[GIVEN EXERCISE]: Please copy the records below word for word, leaving out the pictures.

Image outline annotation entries
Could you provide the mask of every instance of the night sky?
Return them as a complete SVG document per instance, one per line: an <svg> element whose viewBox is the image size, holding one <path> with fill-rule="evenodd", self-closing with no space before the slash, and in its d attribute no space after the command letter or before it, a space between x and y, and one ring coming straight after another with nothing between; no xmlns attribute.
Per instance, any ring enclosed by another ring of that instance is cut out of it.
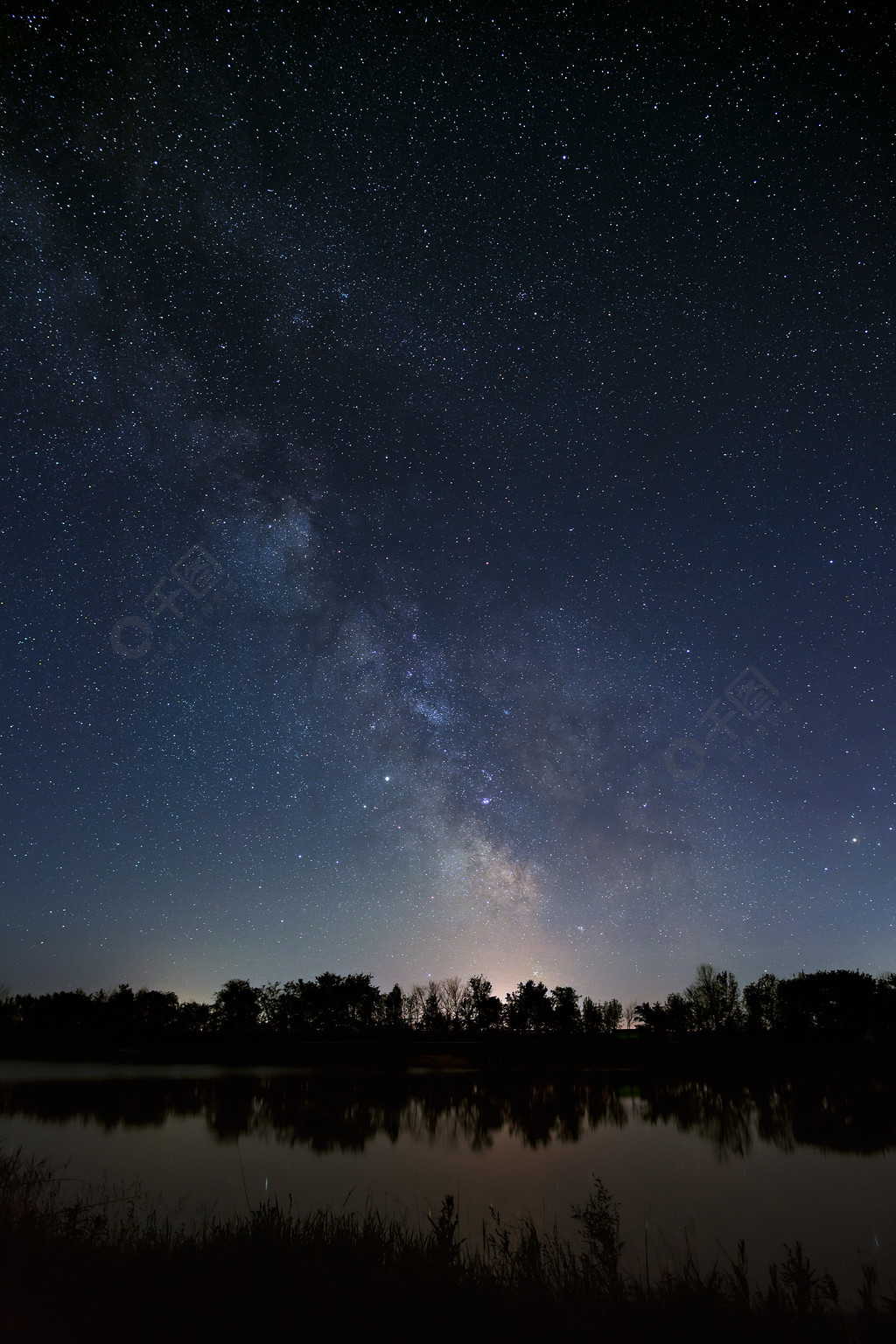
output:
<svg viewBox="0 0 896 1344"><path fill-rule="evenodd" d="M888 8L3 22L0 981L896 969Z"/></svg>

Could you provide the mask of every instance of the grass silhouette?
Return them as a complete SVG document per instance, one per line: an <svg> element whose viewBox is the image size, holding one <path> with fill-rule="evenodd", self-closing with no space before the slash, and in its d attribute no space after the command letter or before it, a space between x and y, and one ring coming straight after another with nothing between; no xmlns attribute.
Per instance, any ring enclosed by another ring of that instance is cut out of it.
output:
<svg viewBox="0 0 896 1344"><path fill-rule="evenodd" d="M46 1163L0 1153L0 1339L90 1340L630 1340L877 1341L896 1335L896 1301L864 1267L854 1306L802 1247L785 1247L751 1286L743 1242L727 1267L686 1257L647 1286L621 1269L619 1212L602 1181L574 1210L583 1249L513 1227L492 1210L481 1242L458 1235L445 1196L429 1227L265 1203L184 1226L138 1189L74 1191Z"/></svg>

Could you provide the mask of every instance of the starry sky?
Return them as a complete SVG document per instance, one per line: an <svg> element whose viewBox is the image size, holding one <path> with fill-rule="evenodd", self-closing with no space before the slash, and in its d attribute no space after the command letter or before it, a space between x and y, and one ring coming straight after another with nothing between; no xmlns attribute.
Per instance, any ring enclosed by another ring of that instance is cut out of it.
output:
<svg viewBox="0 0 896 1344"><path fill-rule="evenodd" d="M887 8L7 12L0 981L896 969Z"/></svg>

[CORRECT ANSWER]:
Could you provide the mask of every instance of the night sky?
Return them as a complete SVG document per instance, one per line: an <svg> element whose viewBox is the image size, holding one <path> with fill-rule="evenodd", self-closing with no space before the slash, and in its d attribute no space after the command letter or before it, a space between x and y, and one ring coming straight after another with nothing between; no xmlns attribute.
Per instance, any ring enclosed by another ring of that instance is cut out of it.
output:
<svg viewBox="0 0 896 1344"><path fill-rule="evenodd" d="M888 8L3 22L0 981L896 969Z"/></svg>

Could you provide the mask of every instance of the grass silhouette?
Return them as a complete SVG document per instance, one per line: an <svg> element whose viewBox is the image size, holding one <path> with fill-rule="evenodd", self-closing with no space before the slash, and in its d attribute no space after the command letter or before it, a space between x and y, and one ring coming straight after another with nothing between; no xmlns attribute.
Per instance, any ring enclosed by another ring of that instance is cut out of it.
output:
<svg viewBox="0 0 896 1344"><path fill-rule="evenodd" d="M46 1163L0 1153L0 1339L90 1340L630 1340L877 1341L896 1335L896 1301L864 1267L854 1306L802 1247L785 1247L751 1286L743 1242L727 1267L686 1257L647 1286L621 1269L619 1212L602 1181L574 1210L583 1249L513 1227L492 1210L481 1242L458 1235L445 1196L429 1227L265 1203L184 1226L138 1189L74 1191Z"/></svg>

Could you provide the mask of every instance of the starry sky?
Return them as a complete SVG document per instance, one per line: an <svg> element whose viewBox is the image size, holding one <path> with fill-rule="evenodd", self-closing with no space before the slash, and in its d attribute no space after the command letter or before it, a space between x and y, and one ring coming straight after another with nothing between; no xmlns attribute.
Per instance, any ring enclosed by another ring of that instance is cut out of it.
output:
<svg viewBox="0 0 896 1344"><path fill-rule="evenodd" d="M887 8L7 12L0 981L896 969Z"/></svg>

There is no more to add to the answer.